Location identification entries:
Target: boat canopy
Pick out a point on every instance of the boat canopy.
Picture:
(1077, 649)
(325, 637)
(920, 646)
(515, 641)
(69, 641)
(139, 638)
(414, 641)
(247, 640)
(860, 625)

__Goal__
Reproduce every line of the listing above without any changes.

__Task response__
Target: boat canopy
Pick out a point on every instance of the boat canopy.
Picture:
(1077, 649)
(325, 637)
(920, 646)
(515, 641)
(69, 641)
(139, 638)
(414, 641)
(247, 640)
(860, 625)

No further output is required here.